==== Records for the task ====

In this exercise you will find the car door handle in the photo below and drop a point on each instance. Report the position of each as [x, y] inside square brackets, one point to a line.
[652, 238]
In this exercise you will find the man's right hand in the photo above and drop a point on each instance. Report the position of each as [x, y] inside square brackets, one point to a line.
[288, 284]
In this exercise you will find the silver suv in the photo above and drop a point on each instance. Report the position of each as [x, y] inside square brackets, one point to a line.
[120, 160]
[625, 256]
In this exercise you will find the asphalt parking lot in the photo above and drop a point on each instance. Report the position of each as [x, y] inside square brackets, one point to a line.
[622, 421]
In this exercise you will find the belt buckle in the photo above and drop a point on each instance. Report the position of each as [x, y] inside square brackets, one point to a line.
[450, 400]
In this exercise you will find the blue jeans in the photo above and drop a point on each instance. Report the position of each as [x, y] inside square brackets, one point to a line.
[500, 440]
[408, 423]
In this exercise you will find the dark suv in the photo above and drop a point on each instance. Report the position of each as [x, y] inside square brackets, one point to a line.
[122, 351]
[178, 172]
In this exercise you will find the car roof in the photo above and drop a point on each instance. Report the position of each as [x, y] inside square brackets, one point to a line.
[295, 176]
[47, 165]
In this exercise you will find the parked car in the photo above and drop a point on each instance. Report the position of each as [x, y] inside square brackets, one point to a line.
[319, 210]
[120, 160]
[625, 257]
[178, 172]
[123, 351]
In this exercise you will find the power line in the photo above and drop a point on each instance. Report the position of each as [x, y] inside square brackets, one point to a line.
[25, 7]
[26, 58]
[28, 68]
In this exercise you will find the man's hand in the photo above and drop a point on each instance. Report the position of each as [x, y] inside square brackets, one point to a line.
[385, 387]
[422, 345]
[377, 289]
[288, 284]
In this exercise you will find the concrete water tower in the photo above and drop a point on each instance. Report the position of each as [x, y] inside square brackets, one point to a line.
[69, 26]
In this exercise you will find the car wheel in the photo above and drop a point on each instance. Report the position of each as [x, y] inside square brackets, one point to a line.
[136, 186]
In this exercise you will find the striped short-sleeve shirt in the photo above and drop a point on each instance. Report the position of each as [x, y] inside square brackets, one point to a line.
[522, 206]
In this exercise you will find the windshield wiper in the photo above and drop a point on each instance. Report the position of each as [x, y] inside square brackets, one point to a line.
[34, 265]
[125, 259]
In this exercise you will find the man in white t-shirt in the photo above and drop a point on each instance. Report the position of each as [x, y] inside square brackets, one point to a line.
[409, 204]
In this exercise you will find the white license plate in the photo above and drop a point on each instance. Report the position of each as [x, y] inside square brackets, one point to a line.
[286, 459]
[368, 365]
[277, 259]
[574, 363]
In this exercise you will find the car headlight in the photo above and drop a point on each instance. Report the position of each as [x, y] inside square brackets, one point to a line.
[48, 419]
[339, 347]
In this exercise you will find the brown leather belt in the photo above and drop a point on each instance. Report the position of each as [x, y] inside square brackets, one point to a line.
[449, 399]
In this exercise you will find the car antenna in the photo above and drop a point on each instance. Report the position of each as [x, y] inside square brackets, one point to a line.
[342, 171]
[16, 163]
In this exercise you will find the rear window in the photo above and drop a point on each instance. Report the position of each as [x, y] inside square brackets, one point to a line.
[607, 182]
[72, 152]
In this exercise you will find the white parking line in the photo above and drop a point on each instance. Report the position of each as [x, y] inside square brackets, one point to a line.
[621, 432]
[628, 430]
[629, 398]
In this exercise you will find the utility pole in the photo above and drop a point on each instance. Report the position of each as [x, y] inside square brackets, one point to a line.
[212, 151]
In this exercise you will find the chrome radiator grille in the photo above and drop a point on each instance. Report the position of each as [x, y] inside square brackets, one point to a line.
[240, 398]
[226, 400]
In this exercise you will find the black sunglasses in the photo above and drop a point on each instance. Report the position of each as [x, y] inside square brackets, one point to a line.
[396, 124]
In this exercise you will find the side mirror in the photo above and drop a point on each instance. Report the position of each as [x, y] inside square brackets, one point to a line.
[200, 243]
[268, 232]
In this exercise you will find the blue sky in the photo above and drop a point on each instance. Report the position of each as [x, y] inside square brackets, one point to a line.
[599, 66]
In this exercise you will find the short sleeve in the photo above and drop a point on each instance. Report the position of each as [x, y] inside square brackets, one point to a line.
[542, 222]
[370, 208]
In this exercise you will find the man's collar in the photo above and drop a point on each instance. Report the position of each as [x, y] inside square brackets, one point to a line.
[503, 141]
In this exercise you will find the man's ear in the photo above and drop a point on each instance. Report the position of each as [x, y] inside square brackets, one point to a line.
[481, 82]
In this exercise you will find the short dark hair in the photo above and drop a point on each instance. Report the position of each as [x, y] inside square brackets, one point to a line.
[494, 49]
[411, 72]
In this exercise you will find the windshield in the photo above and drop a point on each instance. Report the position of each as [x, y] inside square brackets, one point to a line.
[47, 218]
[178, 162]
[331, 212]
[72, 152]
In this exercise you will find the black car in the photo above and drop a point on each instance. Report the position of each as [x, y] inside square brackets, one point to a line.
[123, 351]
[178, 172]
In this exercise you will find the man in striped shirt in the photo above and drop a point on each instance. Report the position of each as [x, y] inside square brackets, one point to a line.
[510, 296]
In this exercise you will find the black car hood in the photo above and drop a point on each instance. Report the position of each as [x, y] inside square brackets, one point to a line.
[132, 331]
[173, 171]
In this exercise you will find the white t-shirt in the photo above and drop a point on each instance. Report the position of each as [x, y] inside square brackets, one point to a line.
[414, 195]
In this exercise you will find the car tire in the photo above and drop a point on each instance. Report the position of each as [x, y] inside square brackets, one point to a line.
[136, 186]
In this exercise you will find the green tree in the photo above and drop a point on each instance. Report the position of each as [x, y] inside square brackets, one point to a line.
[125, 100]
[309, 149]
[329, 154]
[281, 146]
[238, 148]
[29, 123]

====

Please copy out each entry exactly as it appears above.

In this exercise you will find the car door handle in the photo below and drop a point on each instance. Report the position of each as [x, y] inside square brackets, one point to a line.
[652, 238]
In this exercise you will find the man's right hand in the photo above and drop a point on each instance. Report the position of each as [x, y] inside square brackets, one point to a line.
[288, 284]
In this exercise you will find the silver suv in the photo above and drop a point on each instance. Report the position of each as [x, y] inside square brackets, one point to a line.
[120, 160]
[625, 256]
In this exercise you will find the asphalt parking lot in the photo above and drop a point on each instance. Report the position of each as [x, y] inside square brackets, one point to a line.
[622, 421]
In this exercise you will find the belt buckle in the photo above and drop a point on each instance. Report the position of each as [x, y] inside square brackets, one point to a line.
[450, 400]
In this exercise you will find the blue jeans in the photo above and drop a point on each instance. Report the position of each as [x, y] inside square brackets, one point to a line.
[500, 440]
[408, 423]
In this exercise you will find the dark suv in the photo above and drop a point on each instance. Report the position of each as [x, y] inside square brackets, one point to a line.
[122, 351]
[178, 172]
In this exercise you will find the car roof in the photo above and drop a point on each instance. Report the position of each as [x, y] inside square brackets, one point to a line.
[295, 176]
[47, 165]
In this exercise you will find the parked car in the photo above and drop a point on each instance. Report the position of each as [x, y] inside square brackets, one point to a line.
[319, 210]
[120, 160]
[625, 257]
[178, 172]
[123, 351]
In this exercise you will find the power line in the photo above and drop a point on each instance. Report the position of each as [x, y] inside square brackets, one point to a line.
[25, 7]
[26, 58]
[28, 68]
In this exercise you will find the man's hand in the photo above and drop a point on each instance. Report the position of each as [x, y] inside square brackets, one point to a line.
[385, 387]
[422, 345]
[377, 289]
[288, 284]
In this exercise you will find the concrete water tower in the photo above and drop a point on each instance. Report the position of each as [x, y] inside square brackets, one point to a line.
[69, 26]
In this exercise you will find the car wheel in the photo above and drop a point on each instance. Report the position of each as [x, y] inside square brackets, one point to a line.
[136, 186]
In this exercise you will find the striped short-sleeve shirt in the photo above and drop a point on each instance. Report the position of each as [x, y] inside square brackets, one point to a line.
[522, 206]
In this exercise you will find the windshield wiper in the photo above and drop a point on each instance. Report the position of each as [x, y] inside square brackets, one point to a line.
[34, 265]
[125, 259]
In this exercise you will find the man in white t-shirt in the photo above and drop a point on each instance. Report the position of each as [x, y] inside square brackets, one point to a line.
[409, 204]
In this exercise you will find the white license plate in the photo above and drop a point on each instance. Report the position of each as [x, y] inside square brackets, one point to a line.
[286, 459]
[368, 365]
[277, 259]
[574, 363]
In this exercise you will find the car headlight in the photo above and drop a point on each instance. Report the position of each as [x, y] inside square brackets, one point to a line.
[48, 419]
[339, 347]
In this exercise you will find the brown leather belt in the photo above and drop a point on each instance. Report the position of each as [x, y] inside square brackets, one point to a line.
[449, 399]
In this exercise you will find the car antenna in the photo above and drop a point on each instance. Report the position of each as [x, y] inside square brackets, one point to a line.
[342, 171]
[16, 163]
In this exercise you will find the rear window in the photo above and drop a point on each instance. Report the position of each as [x, y] inside square brackets, one point to a line.
[607, 182]
[72, 152]
In this exercise you will find the white parking line in the photo above and drop a point on each instance. Report the position of each as [x, y] inside square brackets, one point to a line.
[621, 432]
[628, 430]
[629, 398]
In this exercise you will find the utility pole in the photo above and drop a point on each instance. Report the position of each as [x, y] inside square brackets, one point to a line.
[212, 151]
In this exercise you will find the chrome radiator grille in the photo above and drop a point on each instance. Report the position of each as [x, y] inside square brackets, one point to a line.
[240, 398]
[226, 400]
In this exercise you will find the black sunglasses in the photo above and drop a point on each instance. Report the position of each as [x, y] inside square brackets, one point to a line.
[396, 124]
In this exercise you will find the side mirror in the photo above and drop a point on each instance. Report the position of each as [x, y] inside square brackets, one point to a line.
[200, 243]
[268, 232]
In this exercise you will find the blue sky in the photo above and drop a point on each instance. Report the position of each as [x, y] inside square brackets, one point to a line.
[599, 66]
In this exercise you will find the short sleeve in the photo above and drop a point on each instance. Report the position of each as [x, y] inside square brackets, one point to a line.
[542, 222]
[370, 208]
In this exercise you will find the man's collar in the photo above and drop a point on each instance. Report the position of each as [x, y] inside square brackets, one point to a line.
[503, 141]
In this exercise you will find the man's ear in the photo above and drop a point on each instance. Report the position of each as [x, y] inside square brackets, one point to a line.
[481, 82]
In this exercise you will find the short dark hair in the photo above and drop a point on each instance. Report the position of each as [x, y] inside square brackets, one point to a line.
[494, 49]
[411, 72]
In this exercise you will find the windshield in the photo above and drop a point on each instance. Report the position of each as [x, y] inside square brackets, one point to a line.
[47, 218]
[178, 162]
[331, 212]
[72, 152]
In this exercise you will find the black car in the photo above and drop a point on each instance. Report the position of each as [x, y] inside square brackets, one point to a line.
[123, 351]
[178, 172]
In this exercise you will find the man in striped shirt in the photo above and drop a point on each instance. Report the position of each as [x, y] inside square brackets, one point to a line.
[510, 296]
In this exercise you will find the black car hood in the photo above and drop a point on each instance. Report the position of each as [x, y] inside square brackets, one point to a line.
[132, 331]
[173, 171]
In this exercise you will find the white t-shirt in the photo above and drop a point on each instance. Report the position of each as [x, y] inside square brackets, one point to a line.
[414, 195]
In this exercise you will find the car tire in the photo above and drop a point on each instance. Report the position of each as [x, y] inside square brackets, one point to a line.
[136, 186]
In this exercise you will find the green tree in the photo above and drop a point on each instance. Report the position of each as [x, y] inside square brackets, one point to a line.
[125, 100]
[309, 149]
[329, 154]
[281, 146]
[238, 148]
[29, 123]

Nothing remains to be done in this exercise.